Copy out all of the lines below exactly; the pictures do not belong in the copy.

+-------+

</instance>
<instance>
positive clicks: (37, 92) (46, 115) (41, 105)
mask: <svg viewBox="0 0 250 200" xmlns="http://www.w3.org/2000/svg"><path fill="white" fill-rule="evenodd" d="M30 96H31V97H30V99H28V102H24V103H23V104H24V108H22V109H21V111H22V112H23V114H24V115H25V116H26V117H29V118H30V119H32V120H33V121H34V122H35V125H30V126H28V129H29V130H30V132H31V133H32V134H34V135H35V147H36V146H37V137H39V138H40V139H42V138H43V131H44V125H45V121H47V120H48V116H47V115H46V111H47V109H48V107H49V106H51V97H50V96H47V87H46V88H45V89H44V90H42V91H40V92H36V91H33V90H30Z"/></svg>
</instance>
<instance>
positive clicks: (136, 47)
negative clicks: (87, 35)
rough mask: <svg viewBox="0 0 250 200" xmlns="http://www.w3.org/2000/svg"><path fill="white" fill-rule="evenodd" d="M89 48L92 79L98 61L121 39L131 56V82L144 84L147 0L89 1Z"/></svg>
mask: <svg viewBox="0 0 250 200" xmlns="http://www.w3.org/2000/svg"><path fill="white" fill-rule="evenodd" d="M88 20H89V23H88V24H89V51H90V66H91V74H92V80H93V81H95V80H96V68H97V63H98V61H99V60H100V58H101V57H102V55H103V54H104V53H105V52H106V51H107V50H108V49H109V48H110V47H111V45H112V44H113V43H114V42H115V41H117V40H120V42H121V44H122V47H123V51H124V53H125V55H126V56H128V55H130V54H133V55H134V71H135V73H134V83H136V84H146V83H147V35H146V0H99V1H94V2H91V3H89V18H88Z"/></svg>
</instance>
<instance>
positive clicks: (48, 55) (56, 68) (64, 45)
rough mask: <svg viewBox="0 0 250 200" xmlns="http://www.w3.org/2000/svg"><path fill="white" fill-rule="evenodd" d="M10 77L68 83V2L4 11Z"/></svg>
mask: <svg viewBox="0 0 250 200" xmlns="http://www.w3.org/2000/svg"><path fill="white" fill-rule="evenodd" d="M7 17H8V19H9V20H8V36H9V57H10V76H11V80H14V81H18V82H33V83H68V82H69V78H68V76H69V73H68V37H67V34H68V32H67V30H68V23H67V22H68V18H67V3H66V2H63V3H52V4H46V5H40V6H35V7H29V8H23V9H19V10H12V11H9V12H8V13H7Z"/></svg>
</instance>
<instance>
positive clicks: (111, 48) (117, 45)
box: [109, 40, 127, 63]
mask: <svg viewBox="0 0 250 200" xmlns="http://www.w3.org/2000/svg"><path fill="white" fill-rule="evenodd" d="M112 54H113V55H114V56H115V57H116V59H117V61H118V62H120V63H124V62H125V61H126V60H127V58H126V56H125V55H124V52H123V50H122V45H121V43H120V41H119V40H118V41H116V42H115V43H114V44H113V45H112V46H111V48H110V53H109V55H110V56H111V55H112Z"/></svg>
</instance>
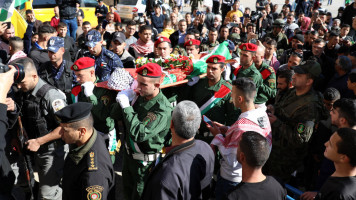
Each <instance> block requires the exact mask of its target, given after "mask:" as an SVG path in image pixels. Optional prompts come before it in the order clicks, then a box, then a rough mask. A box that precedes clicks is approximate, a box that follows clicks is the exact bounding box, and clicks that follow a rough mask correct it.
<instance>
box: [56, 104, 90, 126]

+-------+

Output for this task:
</instance>
<instance>
positive clicks: (37, 92) (46, 115) (41, 105)
mask: <svg viewBox="0 0 250 200" xmlns="http://www.w3.org/2000/svg"><path fill="white" fill-rule="evenodd" d="M30 96H31V97H30V99H28V102H24V103H23V104H24V108H22V109H21V111H22V112H23V114H24V115H25V116H26V117H29V118H30V119H32V120H33V121H34V122H35V125H30V126H28V129H29V130H30V132H31V133H32V134H34V135H35V147H36V146H37V137H39V138H40V139H42V138H43V131H44V125H45V121H47V120H48V116H47V115H46V111H47V109H48V107H49V106H51V97H50V96H47V87H46V88H45V89H44V90H42V91H40V92H36V91H33V90H30Z"/></svg>
</instance>
<instance>
positive clicks: (136, 47)
negative clicks: (87, 35)
rough mask: <svg viewBox="0 0 250 200" xmlns="http://www.w3.org/2000/svg"><path fill="white" fill-rule="evenodd" d="M89 48L92 79L98 61L121 39L131 56V82L144 84L147 0L89 1Z"/></svg>
mask: <svg viewBox="0 0 250 200" xmlns="http://www.w3.org/2000/svg"><path fill="white" fill-rule="evenodd" d="M88 20H89V23H88V24H89V51H90V66H91V74H92V80H93V81H95V80H96V68H97V63H98V61H99V60H100V58H101V57H102V55H103V54H104V53H105V52H106V51H107V50H108V49H109V48H110V47H111V45H112V44H113V43H114V42H115V41H117V40H120V42H121V44H122V47H123V51H124V53H125V55H126V56H128V55H130V54H133V55H134V71H135V73H134V83H136V84H146V83H147V35H146V0H99V1H94V2H91V3H89V18H88Z"/></svg>
</instance>
<instance>
positive clicks: (48, 55) (56, 68) (64, 45)
rough mask: <svg viewBox="0 0 250 200" xmlns="http://www.w3.org/2000/svg"><path fill="white" fill-rule="evenodd" d="M10 77L68 83V2L4 11Z"/></svg>
mask: <svg viewBox="0 0 250 200" xmlns="http://www.w3.org/2000/svg"><path fill="white" fill-rule="evenodd" d="M7 17H8V19H9V20H8V36H9V57H10V76H11V80H14V81H18V82H33V83H68V82H69V78H68V76H69V73H68V37H67V34H68V32H67V30H68V23H67V22H68V18H67V3H66V2H63V3H52V4H46V5H40V6H35V7H29V8H23V9H19V10H12V11H9V12H8V13H7Z"/></svg>
</instance>
<instance>
positive clicks: (111, 48) (117, 45)
box: [109, 40, 127, 63]
mask: <svg viewBox="0 0 250 200" xmlns="http://www.w3.org/2000/svg"><path fill="white" fill-rule="evenodd" d="M112 54H113V55H114V56H115V57H116V59H117V61H118V62H120V63H124V62H125V61H126V60H127V58H126V56H125V55H124V52H123V50H122V45H121V43H120V41H119V40H118V41H116V42H115V43H114V44H113V45H112V46H111V48H110V53H109V55H110V56H111V55H112Z"/></svg>
</instance>
Each <instance> block requires the exact mask of its target, given after "mask:" as an SVG path in image pixels. Optional prompts come before it in the order clicks, then a box, then a rough mask. A box that precedes clicks is approximate, a box that follows clicks is the exact bounding box, and clicks that follow a rough mask correct it.
<instance>
box: [56, 104, 90, 126]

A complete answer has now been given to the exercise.